[Dataset rows]
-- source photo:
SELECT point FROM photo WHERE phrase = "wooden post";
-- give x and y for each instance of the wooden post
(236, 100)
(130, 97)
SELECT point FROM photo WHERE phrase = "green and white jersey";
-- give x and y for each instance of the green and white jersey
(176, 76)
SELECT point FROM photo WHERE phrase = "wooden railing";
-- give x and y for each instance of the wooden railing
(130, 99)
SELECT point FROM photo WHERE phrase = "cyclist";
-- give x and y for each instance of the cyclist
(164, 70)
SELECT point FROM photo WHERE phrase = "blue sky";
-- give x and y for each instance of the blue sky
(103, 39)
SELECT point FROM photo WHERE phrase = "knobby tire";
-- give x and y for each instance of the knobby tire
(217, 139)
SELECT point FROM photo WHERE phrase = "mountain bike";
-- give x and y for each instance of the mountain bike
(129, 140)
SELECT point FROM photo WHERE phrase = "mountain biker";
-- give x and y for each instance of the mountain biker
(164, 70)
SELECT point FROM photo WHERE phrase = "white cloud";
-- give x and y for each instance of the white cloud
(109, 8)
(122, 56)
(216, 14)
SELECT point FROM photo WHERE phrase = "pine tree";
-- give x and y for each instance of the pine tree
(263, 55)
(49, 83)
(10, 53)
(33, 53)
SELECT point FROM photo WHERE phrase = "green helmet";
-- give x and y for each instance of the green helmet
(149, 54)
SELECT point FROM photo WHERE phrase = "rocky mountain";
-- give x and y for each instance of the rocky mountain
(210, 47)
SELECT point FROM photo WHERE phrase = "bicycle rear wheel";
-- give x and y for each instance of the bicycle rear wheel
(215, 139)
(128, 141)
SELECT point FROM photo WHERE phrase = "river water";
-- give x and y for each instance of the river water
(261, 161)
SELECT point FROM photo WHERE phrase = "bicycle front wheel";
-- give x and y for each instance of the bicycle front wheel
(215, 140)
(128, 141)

* _TASK TO COMPLETE_
Give back all the records exactly as they stand.

* _CORRECT RESULT_
-- source photo:
SELECT point FROM photo WHERE phrase = "wooden post";
-- give x and y for each instance of the wooden post
(236, 100)
(130, 97)
SELECT point FROM photo WHERE phrase = "green and white jersey";
-- give x and y for each instance of the green and white jersey
(176, 76)
SELECT point FROM photo WHERE phrase = "wooden railing";
-- give x and y for each instance of the wooden railing
(130, 99)
SELECT point FROM photo WHERE phrase = "cyclist";
-- give x and y for each instance of the cyclist
(164, 70)
SELECT point FROM photo WHERE phrase = "blue sky";
-- give x and y for each instance of the blue sky
(103, 39)
SELECT point FROM photo WHERE phrase = "knobby tire";
-- give x and y for each instance of the knobby tire
(217, 139)
SELECT point FROM photo WHERE phrase = "mountain bike";
-- give x and y for each instance of the mountain bike
(129, 140)
SELECT point FROM photo WHERE phrase = "mountain biker";
-- give x and y for each instance of the mountain biker
(164, 70)
SELECT point FROM photo WHERE phrase = "white cloud";
-- give x and y for each instance of the white cloud
(109, 8)
(122, 56)
(216, 14)
SELECT point FROM photo WHERE phrase = "pine tree";
-- give x and y for each instance of the pine tree
(263, 55)
(49, 83)
(10, 53)
(33, 53)
SELECT point FROM photo WHERE phrase = "green helmet";
-- give x and y for each instance of the green helmet
(149, 54)
SELECT point FROM photo WHERE phrase = "rocky mountain";
-- give x and y for each instance of the rocky mountain
(210, 47)
SELECT point FROM photo WHERE phrase = "bicycle rear wheel";
-- give x and y for each instance of the bicycle rear wheel
(215, 139)
(128, 141)
SELECT point FROM photo WHERE phrase = "river water";
-- give x and y for each instance of the river water
(261, 161)
SELECT point FROM photo WHERE phrase = "bicycle front wheel";
-- give x and y for each instance of the bicycle front wheel
(215, 140)
(128, 141)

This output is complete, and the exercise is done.